What the task asks: Can you reproduce the listing below with "template" substituted for "sample", changing nothing else?

Entries from a point annotation set
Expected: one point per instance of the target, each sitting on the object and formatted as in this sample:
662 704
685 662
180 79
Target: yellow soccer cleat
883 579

Written reply:
Expected: one point per instance of the target, each sitting on the object and formatted as in this template:
662 704
685 662
180 79
Target: yellow soccer cleat
883 579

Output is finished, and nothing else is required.